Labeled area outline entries
++++++++

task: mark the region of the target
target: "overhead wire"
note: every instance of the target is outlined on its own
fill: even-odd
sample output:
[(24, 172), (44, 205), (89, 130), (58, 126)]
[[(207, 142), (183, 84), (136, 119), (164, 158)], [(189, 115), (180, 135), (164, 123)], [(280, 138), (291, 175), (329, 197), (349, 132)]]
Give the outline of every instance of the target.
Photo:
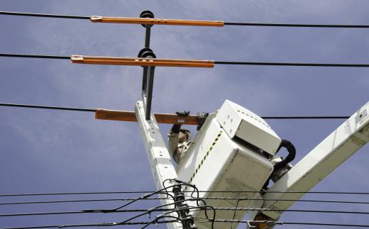
[[(190, 197), (189, 196), (186, 196)], [(242, 200), (242, 201), (255, 201), (258, 199), (248, 199), (248, 198), (231, 198), (231, 197), (202, 197), (202, 199), (213, 199), (213, 200)], [(64, 201), (23, 201), (23, 202), (0, 202), (0, 205), (18, 205), (18, 204), (39, 204), (39, 203), (75, 203), (75, 202), (99, 202), (99, 201), (133, 201), (136, 198), (126, 199), (78, 199), (78, 200), (64, 200)], [(163, 200), (168, 199), (167, 198), (147, 198), (143, 200)], [(294, 202), (313, 202), (313, 203), (351, 203), (351, 204), (369, 204), (366, 201), (324, 201), (324, 200), (306, 200), (306, 199), (263, 199), (266, 201), (294, 201)]]
[[(26, 54), (12, 54), (12, 53), (0, 53), (0, 57), (70, 60), (70, 57), (69, 57), (69, 56), (26, 55)], [(369, 67), (369, 64), (326, 64), (326, 63), (297, 63), (297, 62), (294, 63), (294, 62), (236, 62), (236, 61), (214, 61), (214, 62), (216, 65), (231, 65)]]
[[(158, 224), (174, 223), (177, 220), (162, 220), (156, 222)], [(16, 227), (16, 228), (3, 228), (1, 229), (37, 229), (37, 228), (77, 228), (77, 227), (104, 227), (104, 226), (116, 226), (122, 225), (146, 225), (150, 222), (126, 222), (124, 223), (86, 223), (86, 224), (70, 224), (70, 225), (50, 225), (40, 226), (28, 226), (28, 227)]]
[[(206, 220), (204, 217), (194, 217), (203, 220)], [(207, 221), (195, 221), (196, 223), (206, 223)], [(285, 222), (285, 221), (272, 221), (272, 220), (228, 220), (228, 219), (216, 219), (215, 222), (219, 223), (271, 223), (274, 225), (324, 225), (324, 226), (341, 226), (341, 227), (356, 227), (356, 228), (369, 228), (369, 225), (365, 224), (342, 224), (342, 223), (304, 223), (304, 222)]]
[[(55, 18), (66, 19), (84, 19), (90, 20), (91, 16), (70, 16), (60, 14), (45, 14), (34, 13), (21, 13), (0, 11), (0, 15), (20, 16), (30, 17)], [(339, 25), (339, 24), (302, 24), (302, 23), (245, 23), (245, 22), (224, 22), (224, 26), (268, 26), (268, 27), (303, 27), (303, 28), (367, 28), (369, 25)]]
[[(62, 111), (87, 111), (96, 112), (97, 109), (92, 108), (71, 108), (62, 106), (39, 106), (39, 105), (29, 105), (29, 104), (6, 104), (0, 103), (0, 106), (11, 106), (11, 107), (22, 107), (40, 109), (50, 109), (50, 110), (62, 110)], [(348, 116), (261, 116), (264, 119), (347, 119), (350, 118)], [(1, 195), (0, 195), (1, 196)]]
[(31, 17), (68, 18), (68, 19), (88, 19), (88, 20), (89, 20), (89, 18), (90, 18), (89, 16), (84, 16), (20, 13), (20, 12), (9, 12), (9, 11), (0, 11), (0, 15), (23, 16), (31, 16)]
[[(0, 197), (6, 196), (59, 196), (59, 195), (89, 195), (89, 194), (145, 194), (155, 191), (90, 191), (90, 192), (54, 192), (54, 193), (31, 193), (31, 194), (0, 194)], [(192, 191), (183, 191), (192, 192)], [(260, 193), (257, 191), (199, 191), (200, 193)], [(349, 194), (349, 195), (369, 195), (369, 192), (353, 191), (268, 191), (263, 193), (273, 194)]]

++++++++

Leave out the pictures and transcribe everything else exactly.

* COMPLETE OUTPUT
task: mark the region of the target
target: "overhead wire"
note: every instance of the target is outlined on its own
fill: even-odd
sample output:
[(24, 172), (44, 205), (89, 130), (58, 126)]
[[(207, 142), (183, 84), (136, 119), (164, 158)], [(189, 115), (180, 135), (164, 123)], [(280, 138), (291, 175), (329, 197), (349, 132)]]
Give the outline of every instance of the target.
Photo:
[[(190, 197), (189, 196), (186, 196)], [(242, 200), (242, 201), (255, 201), (258, 199), (248, 199), (248, 198), (231, 198), (231, 197), (202, 197), (202, 199), (213, 199), (213, 200)], [(64, 201), (23, 201), (23, 202), (0, 202), (0, 205), (18, 205), (18, 204), (39, 204), (39, 203), (75, 203), (75, 202), (99, 202), (99, 201), (133, 201), (136, 198), (126, 199), (78, 199), (78, 200), (64, 200)], [(163, 200), (168, 199), (167, 198), (147, 198), (143, 200)], [(294, 202), (313, 202), (313, 203), (351, 203), (351, 204), (369, 204), (366, 201), (324, 201), (324, 200), (306, 200), (306, 199), (263, 199), (266, 201), (294, 201)]]
[[(26, 54), (12, 54), (12, 53), (0, 53), (0, 57), (70, 60), (70, 57), (69, 57), (69, 56), (26, 55)], [(369, 67), (369, 64), (326, 64), (326, 63), (297, 63), (297, 62), (294, 63), (294, 62), (236, 62), (236, 61), (214, 61), (214, 62), (216, 65), (231, 65)]]
[[(158, 224), (174, 223), (177, 220), (162, 220), (156, 222)], [(16, 227), (16, 228), (3, 228), (1, 229), (37, 229), (37, 228), (77, 228), (77, 227), (104, 227), (104, 226), (116, 226), (122, 225), (146, 225), (150, 222), (126, 222), (124, 223), (86, 223), (86, 224), (70, 224), (70, 225), (50, 225), (40, 226), (28, 226), (28, 227)]]
[[(206, 220), (204, 217), (194, 217), (203, 220)], [(207, 221), (195, 221), (196, 223), (206, 223)], [(285, 222), (285, 221), (272, 221), (272, 220), (228, 220), (228, 219), (216, 219), (215, 222), (219, 223), (271, 223), (274, 225), (324, 225), (324, 226), (341, 226), (341, 227), (356, 227), (356, 228), (369, 228), (369, 225), (365, 224), (342, 224), (342, 223), (304, 223), (304, 222)]]
[[(55, 18), (66, 19), (84, 19), (90, 20), (91, 16), (70, 16), (60, 14), (45, 14), (34, 13), (21, 13), (0, 11), (0, 15), (20, 16), (30, 17)], [(339, 25), (339, 24), (302, 24), (302, 23), (245, 23), (245, 22), (224, 22), (224, 26), (268, 26), (268, 27), (303, 27), (303, 28), (367, 28), (369, 25)]]
[[(62, 111), (87, 111), (96, 112), (97, 109), (92, 108), (71, 108), (62, 106), (39, 106), (39, 105), (29, 105), (29, 104), (6, 104), (0, 103), (0, 106), (11, 106), (11, 107), (22, 107), (40, 109), (50, 109), (50, 110), (62, 110)], [(348, 116), (261, 116), (264, 119), (347, 119), (350, 118)], [(1, 195), (0, 195), (1, 196)]]
[(31, 17), (68, 18), (68, 19), (88, 19), (88, 20), (89, 20), (89, 18), (90, 18), (89, 16), (84, 16), (20, 13), (20, 12), (9, 12), (9, 11), (0, 11), (0, 15), (23, 16), (31, 16)]
[[(0, 197), (6, 196), (59, 196), (59, 195), (89, 195), (89, 194), (145, 194), (155, 191), (90, 191), (90, 192), (54, 192), (54, 193), (31, 193), (31, 194), (0, 194)], [(192, 191), (183, 191), (192, 192)], [(260, 193), (257, 191), (199, 191), (200, 193)], [(349, 194), (349, 195), (369, 195), (369, 192), (353, 191), (268, 191), (263, 193), (273, 194)]]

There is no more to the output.